**Exercise requirements**
A) Repeat the passage in the text on first-order logic from "Using this model, we" to "Evening) $\land$ Origin(DL13, Boston)".
B) According to the text on first-order logic, what kind of Python objects will the constants of the flight world be?
C) Continue the text on first-order logic from the point where it stops.

>> START Reading text

Using this model, we can express propositions such as "DL13 is a flight" and "DL13 departs in the evening" with formulas of FOL:
* Flight(DL13)
* DepartureTime(DL13, Evening)

We can also combine expressions using Boolean operators to express statements like "DL13 departs from Boston in the evening":
* DepartureTime(DL13, Evening) $\land$ Origin(DL13, Boston)

We use variables to refer to objects that are not specified. Variables are quantified to either express the existence of an object or to refer to all objects:

\begin{align*}
1. \ \ &\exists x. Flight(x) \land Origin(x, Boston)  \\
2. \ \ &\forall x. Flight(x) \implies Origin(x, Boston)
\end{align*}

Write a plain English description of the meaning (a "gloss") for each of the two expressions above:

<!--
BEGIN QUESTION
name: gloss_samples
-->

In [5]:
# TODO -- Provide an English gloss in the form of a string for each formula
gloss1 = "There exists a flight that originates in Boston"
gloss2 = "All flights originate in Boston"

In [6]:
grader.check("gloss_samples")

Determine the truth values of the above propositions under the model of the flight world given above:

<!--
BEGIN QUESTION
name: truth_samples
-->

In [7]:
# TODO -- Fill in the truth values for the two propositions as Python booleans
statement1 = True
statement2 = False

In [8]:
grader.check("truth_samples")

## Implementing a model of the flight world
We will need a Python implementation of the flight world. Our constants will be string objects:

In [9]:
# Constants

Boston = "Boston"
NewYork = "New York"
TelAviv = "Tel Aviv"

>> END Reading text
>> START Dataset

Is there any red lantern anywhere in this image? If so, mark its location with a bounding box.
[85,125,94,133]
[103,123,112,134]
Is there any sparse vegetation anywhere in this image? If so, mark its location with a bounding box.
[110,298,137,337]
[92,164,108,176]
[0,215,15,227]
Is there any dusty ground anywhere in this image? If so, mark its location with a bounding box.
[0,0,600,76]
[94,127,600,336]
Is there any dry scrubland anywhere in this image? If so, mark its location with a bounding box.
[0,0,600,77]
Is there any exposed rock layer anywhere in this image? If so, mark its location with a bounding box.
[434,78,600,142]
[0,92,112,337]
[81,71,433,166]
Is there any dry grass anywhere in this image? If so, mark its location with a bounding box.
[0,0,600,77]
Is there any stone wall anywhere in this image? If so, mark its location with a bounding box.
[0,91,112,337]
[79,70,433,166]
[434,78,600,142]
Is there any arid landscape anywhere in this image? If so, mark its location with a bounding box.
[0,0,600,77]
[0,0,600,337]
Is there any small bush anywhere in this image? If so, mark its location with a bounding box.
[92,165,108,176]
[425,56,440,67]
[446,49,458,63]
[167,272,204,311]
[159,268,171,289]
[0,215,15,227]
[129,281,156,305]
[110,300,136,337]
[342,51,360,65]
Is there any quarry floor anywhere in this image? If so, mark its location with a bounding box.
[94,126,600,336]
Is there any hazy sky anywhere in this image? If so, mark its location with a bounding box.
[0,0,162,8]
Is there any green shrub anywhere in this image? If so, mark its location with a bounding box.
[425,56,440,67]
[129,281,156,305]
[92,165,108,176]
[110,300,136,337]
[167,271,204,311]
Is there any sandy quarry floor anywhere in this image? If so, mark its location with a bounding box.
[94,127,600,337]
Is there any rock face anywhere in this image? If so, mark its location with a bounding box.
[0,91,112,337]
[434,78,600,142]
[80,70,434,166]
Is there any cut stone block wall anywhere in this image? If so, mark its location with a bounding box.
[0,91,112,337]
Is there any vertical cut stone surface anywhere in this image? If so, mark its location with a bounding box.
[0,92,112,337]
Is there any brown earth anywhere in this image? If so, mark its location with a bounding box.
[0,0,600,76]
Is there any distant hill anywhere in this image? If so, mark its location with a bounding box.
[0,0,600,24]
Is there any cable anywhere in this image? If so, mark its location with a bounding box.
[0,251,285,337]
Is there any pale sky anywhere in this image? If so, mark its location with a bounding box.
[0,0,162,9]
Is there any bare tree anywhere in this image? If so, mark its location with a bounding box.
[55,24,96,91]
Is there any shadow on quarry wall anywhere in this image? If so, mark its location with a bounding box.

>> END Dataset

**Answers for the exercise**
A)
Using this model, we can express propositions such as "DL13 is a flight" and "DL13 departs in the evening" with formulas of FOL:
* Flight(DL13)
* DepartureTime(DL13, Evening)

We can also combine expressions using Boolean operators to express statements like "DL13 departs from Boston in the evening":
* DepartureTime(DL13, Evening) $\land$ Origin(DL13, Boston)

B) String objects.

C)
DL10 = "DL10"
DL13 = "DL13"
LY01 = "LY01"
LY12 = "LY12"
DL11 = "DL11"

Morning = "Morning"
Evening = "Evening"

Our predicates will be sets of objects (for unary predicates, which express _properties_) or tuples (for binary predicates, which express _relations_). We have defined some of the predicates below.

In [10]:
# Predicates

# Properties
Object = {Boston, NewYork, TelAviv, DL10, DL11, DL13, LY01, LY12, Morning, Evening}
Flight = {DL10, DL11, DL13, LY01, LY12}
# Relations
Origin = {
    (DL10, Boston),
    (DL11, Boston),
    (DL13, NewYork),
    (LY01, TelAviv),
    (LY12, NewYork),
}
Destination = {
    (DL10, NewYork),
    (DL11, TelAviv),
    (DL13, Boston),
    (LY01, NewYork),
    (LY12, TelAviv),
}

Complete the definition of the predicates by defining `DepartureTime` and `ArrivalTime` according to the flight world given above. Assume that the first element of the tuple is the flight object and the second element is the time.

<!--
BEGIN QUESTION
name: finish_world
-->

In [11]:
# TODO
DepartureTime = {
    (DL10, Morning),
    (DL11, Evening),
    (DL13, Evening),
    (LY01, Evening),
    (LY12, Morning)
    }
ArrivalTime = {
    (DL10, Morning),
    (DL11, Morning),
    (DL13, Evening),
    (LY12, Evening)
    }

In [12]:
grader.check("finish_world")

Given this implementation, we can determine truth values of simple FOL propositions. To check whether DL10 has an origin of Boston, that is, that the proposition $Origin(DL10, Boston)$ is true, we use set membership:

In [13]:
(DL10, Boston) in Origin

True

Next, construct a Python expression that expresses the proposition that DL10 has an origin of Boston and a destination of New York. Name it `prop1`. We can then use it to test whether the proposition is true.

<!--
BEGIN QUESTION
name: dl10_endpoints
-->

In [14]:
# TODO -- Construct a Python expression that tests the proposition
prop1 = ((DL10, Boston) in Origin) and ((DL10, NewYork) in Destination)
print(prop1)

True


In [15]:
grader.check("dl10_endpoints")

# Lambda calculus
The lambda calculus is a simple notation for expressing functions. By embedding FOL in the lambda calculus, it allows us to build functions over propositions of various sorts, and build up propositions from component parts by applying those functions.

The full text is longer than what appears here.